__Task details__
Please pull out every row below that contains the word "wheel", and copy each of those rows in full.

.....

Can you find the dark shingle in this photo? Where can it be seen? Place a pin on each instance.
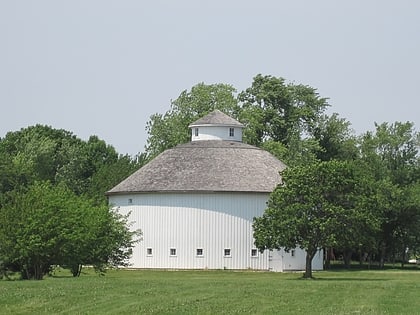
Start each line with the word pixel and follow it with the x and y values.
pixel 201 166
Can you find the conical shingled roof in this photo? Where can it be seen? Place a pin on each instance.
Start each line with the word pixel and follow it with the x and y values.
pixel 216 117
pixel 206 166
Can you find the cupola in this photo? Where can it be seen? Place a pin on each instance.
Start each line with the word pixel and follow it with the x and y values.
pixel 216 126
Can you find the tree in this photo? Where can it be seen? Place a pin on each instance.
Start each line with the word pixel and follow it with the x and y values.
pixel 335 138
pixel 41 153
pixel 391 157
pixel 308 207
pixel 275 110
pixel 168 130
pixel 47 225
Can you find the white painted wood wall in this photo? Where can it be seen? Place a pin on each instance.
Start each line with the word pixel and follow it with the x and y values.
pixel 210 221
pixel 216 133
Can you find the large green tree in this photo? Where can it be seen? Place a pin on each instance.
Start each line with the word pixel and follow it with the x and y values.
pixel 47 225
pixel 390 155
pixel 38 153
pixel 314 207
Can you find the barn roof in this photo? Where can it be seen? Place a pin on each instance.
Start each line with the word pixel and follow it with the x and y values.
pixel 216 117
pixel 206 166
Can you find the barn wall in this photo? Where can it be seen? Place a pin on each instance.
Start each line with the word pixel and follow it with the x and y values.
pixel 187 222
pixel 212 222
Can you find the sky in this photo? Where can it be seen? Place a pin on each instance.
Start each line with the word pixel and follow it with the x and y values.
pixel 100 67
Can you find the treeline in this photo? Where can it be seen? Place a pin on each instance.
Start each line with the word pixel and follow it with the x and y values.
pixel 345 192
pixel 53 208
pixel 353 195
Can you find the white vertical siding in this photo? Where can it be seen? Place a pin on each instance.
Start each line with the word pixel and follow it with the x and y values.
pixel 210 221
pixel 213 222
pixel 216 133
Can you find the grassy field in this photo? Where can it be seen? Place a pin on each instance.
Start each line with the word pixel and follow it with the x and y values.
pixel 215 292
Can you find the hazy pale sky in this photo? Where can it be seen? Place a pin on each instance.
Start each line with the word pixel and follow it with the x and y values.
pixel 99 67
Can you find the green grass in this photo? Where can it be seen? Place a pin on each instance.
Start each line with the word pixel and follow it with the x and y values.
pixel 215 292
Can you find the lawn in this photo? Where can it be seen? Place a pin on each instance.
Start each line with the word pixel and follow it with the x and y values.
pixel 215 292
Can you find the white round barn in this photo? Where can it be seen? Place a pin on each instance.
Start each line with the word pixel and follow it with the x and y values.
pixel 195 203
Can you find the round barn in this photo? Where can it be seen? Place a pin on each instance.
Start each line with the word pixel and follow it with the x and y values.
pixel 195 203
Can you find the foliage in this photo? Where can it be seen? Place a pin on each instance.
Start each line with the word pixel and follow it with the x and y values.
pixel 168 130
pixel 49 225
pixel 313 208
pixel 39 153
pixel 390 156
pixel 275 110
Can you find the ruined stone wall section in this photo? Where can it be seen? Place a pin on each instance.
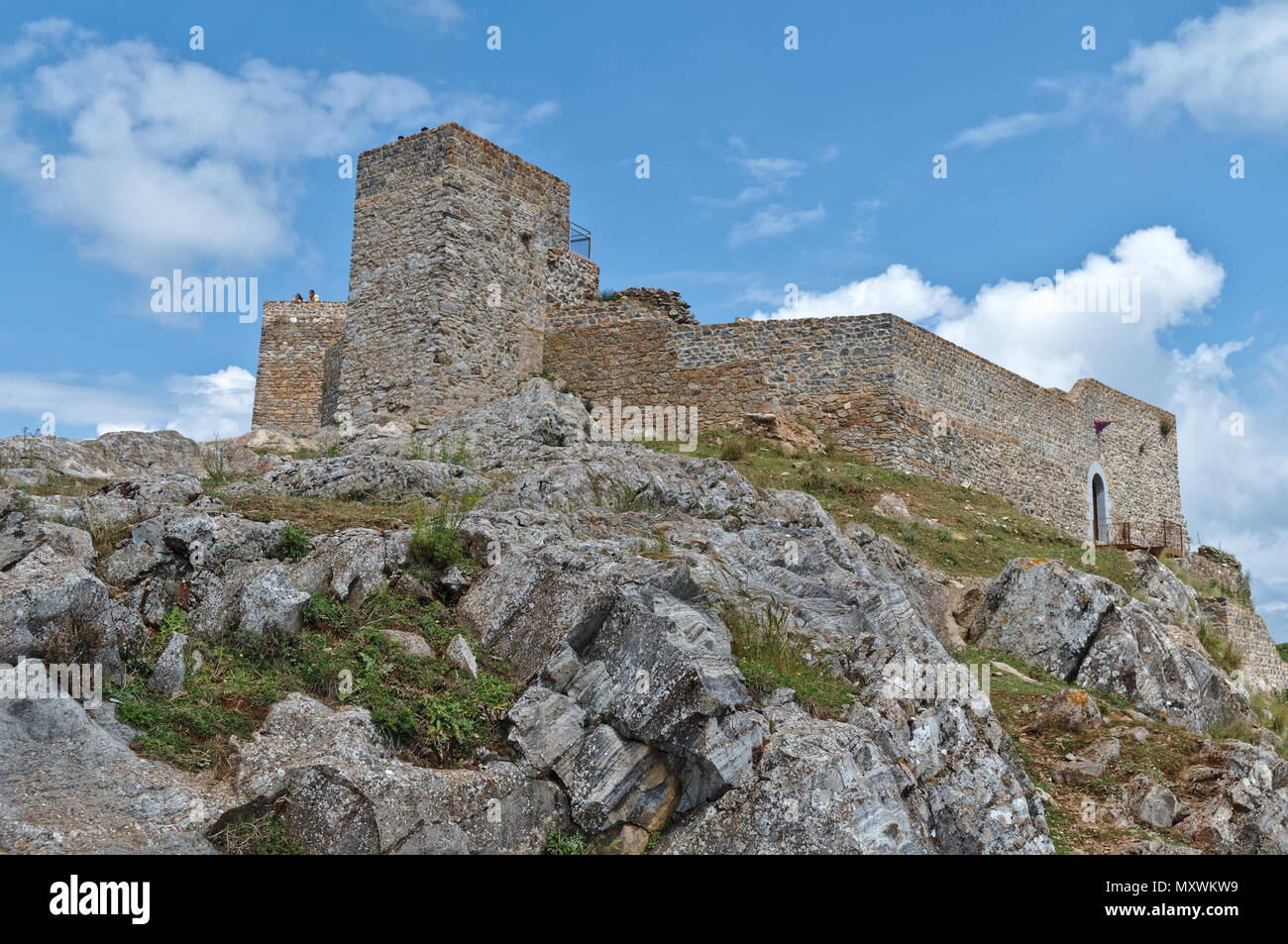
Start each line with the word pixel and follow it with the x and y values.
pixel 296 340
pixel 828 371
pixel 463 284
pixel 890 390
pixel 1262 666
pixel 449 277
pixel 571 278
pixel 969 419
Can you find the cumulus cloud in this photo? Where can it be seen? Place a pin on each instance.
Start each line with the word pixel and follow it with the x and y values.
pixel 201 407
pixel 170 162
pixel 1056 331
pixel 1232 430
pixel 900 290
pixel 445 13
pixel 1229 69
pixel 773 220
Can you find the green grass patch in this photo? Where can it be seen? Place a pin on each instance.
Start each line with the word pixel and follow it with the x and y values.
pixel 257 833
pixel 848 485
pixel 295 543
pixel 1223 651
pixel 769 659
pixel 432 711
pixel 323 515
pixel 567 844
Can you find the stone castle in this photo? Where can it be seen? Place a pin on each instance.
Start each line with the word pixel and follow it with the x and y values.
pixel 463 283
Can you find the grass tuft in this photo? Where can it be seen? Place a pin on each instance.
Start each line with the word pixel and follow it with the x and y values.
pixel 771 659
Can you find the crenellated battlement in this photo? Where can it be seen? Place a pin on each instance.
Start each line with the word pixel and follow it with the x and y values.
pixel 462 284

.....

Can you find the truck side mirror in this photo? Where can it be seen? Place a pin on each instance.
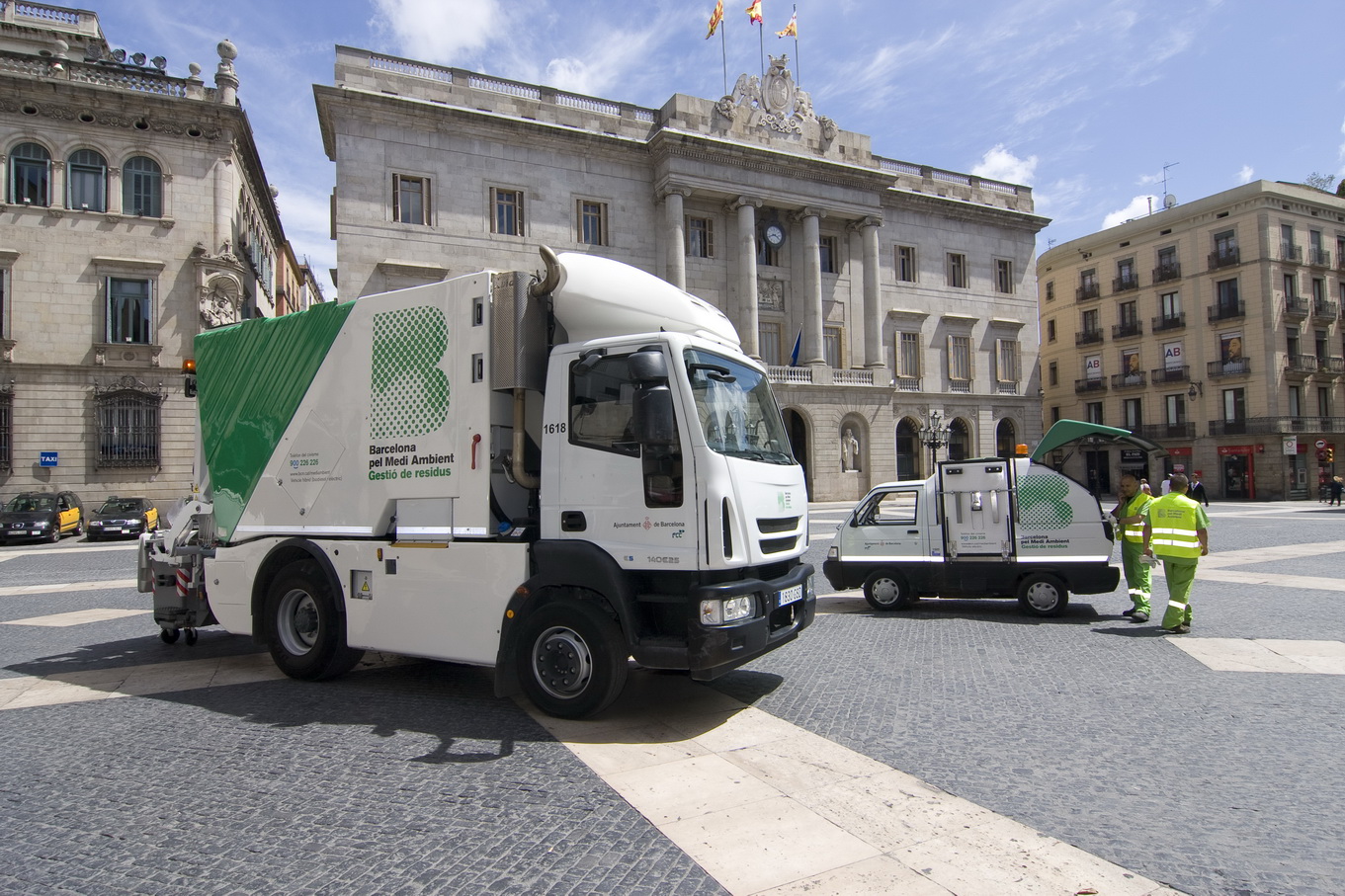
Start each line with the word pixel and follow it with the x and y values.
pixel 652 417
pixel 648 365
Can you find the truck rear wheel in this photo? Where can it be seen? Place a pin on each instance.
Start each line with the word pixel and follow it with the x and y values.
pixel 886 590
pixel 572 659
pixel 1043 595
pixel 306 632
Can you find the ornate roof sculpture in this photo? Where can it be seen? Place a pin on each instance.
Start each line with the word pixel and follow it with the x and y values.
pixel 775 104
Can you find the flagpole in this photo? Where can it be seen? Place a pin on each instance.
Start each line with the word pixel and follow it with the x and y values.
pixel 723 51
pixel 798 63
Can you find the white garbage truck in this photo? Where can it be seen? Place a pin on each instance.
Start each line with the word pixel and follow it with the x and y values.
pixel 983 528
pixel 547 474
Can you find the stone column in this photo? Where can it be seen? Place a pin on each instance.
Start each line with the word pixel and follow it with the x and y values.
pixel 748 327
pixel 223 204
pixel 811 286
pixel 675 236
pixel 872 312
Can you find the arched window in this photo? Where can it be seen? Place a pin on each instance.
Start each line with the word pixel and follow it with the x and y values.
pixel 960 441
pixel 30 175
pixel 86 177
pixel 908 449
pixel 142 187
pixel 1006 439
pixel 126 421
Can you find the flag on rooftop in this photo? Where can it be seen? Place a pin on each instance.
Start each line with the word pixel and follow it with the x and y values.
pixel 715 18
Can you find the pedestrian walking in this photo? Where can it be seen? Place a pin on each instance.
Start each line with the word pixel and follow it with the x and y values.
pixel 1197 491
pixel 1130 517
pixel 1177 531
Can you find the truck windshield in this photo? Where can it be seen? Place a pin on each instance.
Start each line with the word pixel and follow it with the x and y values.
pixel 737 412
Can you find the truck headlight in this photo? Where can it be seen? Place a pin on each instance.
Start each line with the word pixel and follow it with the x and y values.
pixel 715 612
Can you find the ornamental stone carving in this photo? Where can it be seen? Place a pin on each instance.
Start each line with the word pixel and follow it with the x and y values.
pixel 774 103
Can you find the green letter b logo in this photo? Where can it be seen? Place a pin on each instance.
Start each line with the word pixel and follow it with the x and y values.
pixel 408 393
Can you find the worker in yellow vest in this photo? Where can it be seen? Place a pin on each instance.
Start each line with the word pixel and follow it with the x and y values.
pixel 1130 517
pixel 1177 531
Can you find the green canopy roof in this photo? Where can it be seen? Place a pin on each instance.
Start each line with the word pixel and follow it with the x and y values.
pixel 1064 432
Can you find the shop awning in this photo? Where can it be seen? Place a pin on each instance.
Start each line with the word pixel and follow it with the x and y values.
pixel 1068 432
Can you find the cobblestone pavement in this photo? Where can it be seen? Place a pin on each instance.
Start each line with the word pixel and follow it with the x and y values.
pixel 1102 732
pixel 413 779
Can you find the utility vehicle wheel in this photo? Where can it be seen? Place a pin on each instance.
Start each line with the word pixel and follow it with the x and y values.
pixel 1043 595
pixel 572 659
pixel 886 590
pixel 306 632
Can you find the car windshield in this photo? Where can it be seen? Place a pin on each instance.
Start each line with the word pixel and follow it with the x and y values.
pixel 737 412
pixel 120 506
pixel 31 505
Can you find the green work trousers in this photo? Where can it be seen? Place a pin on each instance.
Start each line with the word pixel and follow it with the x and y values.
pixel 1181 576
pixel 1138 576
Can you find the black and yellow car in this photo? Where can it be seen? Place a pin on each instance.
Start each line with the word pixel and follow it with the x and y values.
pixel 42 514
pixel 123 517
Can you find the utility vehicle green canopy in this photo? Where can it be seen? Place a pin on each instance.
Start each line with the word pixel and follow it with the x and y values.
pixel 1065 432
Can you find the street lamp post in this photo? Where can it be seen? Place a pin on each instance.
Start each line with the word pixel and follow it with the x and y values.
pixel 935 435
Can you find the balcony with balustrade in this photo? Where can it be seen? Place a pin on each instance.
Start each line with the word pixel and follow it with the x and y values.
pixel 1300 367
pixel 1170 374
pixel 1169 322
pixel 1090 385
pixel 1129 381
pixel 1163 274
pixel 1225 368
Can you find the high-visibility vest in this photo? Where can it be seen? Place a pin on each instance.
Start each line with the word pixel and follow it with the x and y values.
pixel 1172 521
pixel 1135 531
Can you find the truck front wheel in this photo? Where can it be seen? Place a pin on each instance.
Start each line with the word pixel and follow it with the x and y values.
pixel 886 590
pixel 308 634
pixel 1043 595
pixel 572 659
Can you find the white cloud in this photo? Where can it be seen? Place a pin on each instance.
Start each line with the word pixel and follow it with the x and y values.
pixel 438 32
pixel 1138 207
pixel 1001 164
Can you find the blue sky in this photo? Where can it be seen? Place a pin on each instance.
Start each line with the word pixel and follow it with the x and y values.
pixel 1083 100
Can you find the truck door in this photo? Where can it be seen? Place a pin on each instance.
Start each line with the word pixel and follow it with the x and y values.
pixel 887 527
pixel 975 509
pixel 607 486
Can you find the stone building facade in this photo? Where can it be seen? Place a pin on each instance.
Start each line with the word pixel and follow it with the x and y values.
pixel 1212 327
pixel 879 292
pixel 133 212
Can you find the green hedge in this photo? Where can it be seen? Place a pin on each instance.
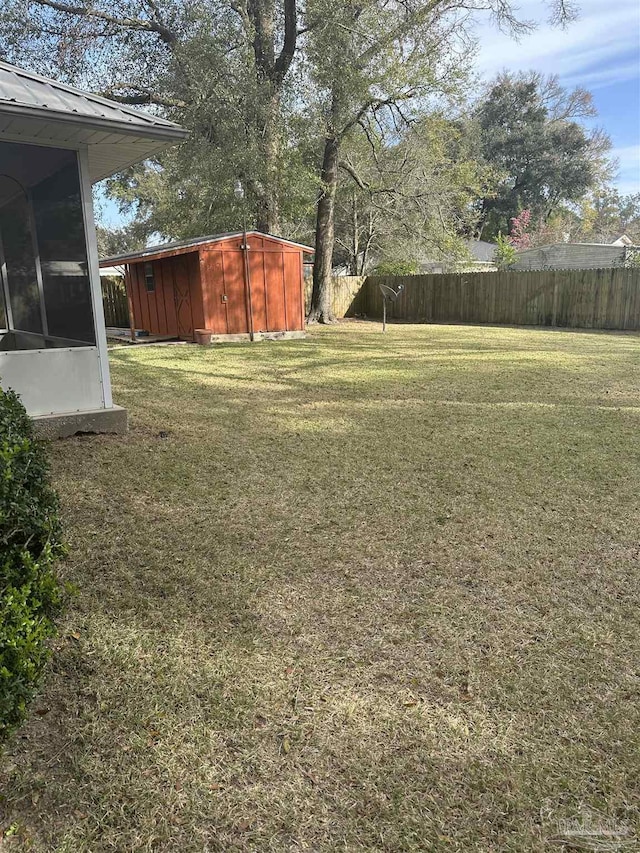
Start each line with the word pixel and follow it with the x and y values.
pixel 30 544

.....

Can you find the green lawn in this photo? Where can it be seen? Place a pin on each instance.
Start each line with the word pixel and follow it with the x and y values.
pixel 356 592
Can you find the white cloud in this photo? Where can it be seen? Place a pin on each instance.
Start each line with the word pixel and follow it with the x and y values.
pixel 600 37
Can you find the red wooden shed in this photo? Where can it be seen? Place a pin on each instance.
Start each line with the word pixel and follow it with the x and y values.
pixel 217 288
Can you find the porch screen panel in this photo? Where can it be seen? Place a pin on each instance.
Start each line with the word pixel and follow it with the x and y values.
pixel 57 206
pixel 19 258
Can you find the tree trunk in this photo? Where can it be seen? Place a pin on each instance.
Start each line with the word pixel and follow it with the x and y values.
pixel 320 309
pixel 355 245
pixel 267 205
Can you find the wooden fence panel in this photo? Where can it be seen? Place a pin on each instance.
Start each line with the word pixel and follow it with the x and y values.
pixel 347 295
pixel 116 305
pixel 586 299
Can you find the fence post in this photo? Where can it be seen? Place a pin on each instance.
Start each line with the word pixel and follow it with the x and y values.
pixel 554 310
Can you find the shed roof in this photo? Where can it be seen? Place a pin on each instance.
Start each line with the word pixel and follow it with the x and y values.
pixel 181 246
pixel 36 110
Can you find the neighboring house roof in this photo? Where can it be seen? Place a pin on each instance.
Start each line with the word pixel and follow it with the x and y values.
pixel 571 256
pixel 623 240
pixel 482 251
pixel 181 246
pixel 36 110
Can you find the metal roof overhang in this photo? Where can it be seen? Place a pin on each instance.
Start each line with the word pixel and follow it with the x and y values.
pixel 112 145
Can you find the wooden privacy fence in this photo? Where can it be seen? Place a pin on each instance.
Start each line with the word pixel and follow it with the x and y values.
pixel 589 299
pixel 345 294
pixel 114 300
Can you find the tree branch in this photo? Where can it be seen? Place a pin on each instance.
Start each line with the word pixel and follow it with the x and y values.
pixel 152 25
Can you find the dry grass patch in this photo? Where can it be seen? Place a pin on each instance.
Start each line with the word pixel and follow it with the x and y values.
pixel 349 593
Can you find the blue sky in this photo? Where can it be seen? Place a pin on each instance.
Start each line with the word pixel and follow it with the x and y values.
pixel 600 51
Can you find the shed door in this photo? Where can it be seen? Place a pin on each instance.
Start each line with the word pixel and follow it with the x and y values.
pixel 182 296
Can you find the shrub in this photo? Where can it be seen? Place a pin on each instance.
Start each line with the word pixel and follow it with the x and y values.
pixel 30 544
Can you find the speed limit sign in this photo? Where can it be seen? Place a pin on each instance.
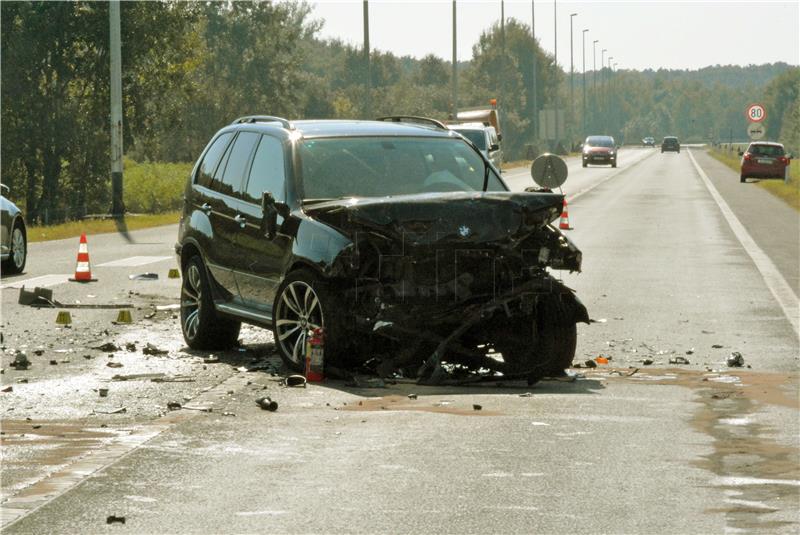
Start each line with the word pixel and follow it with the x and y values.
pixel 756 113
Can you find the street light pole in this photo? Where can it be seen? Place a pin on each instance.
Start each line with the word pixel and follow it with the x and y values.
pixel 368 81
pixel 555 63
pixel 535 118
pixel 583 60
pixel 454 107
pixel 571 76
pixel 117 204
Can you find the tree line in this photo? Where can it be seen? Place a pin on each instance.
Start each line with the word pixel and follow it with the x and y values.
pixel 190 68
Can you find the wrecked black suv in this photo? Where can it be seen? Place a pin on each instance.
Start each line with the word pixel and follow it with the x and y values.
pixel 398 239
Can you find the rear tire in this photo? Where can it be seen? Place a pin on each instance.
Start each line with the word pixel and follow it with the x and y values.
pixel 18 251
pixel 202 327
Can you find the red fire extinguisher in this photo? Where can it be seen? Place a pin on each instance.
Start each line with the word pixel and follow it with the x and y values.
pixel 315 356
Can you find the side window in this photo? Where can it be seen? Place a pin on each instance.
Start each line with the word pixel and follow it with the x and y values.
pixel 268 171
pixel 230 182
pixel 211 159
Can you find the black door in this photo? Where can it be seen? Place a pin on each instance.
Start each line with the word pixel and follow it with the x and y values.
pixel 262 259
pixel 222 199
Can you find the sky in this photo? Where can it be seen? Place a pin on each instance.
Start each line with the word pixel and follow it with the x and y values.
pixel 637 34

.....

__Output of the task__
Can you find the truck rear wheel in this photo? Where can it be seen? Place a pin on each instance.
Can you find the utility vehicle wheel in this photo? Where can it be seen? Place a pin on each instance.
Can you find the truck front wheel in this photo? Where can it be seen? Place a pin on each instance.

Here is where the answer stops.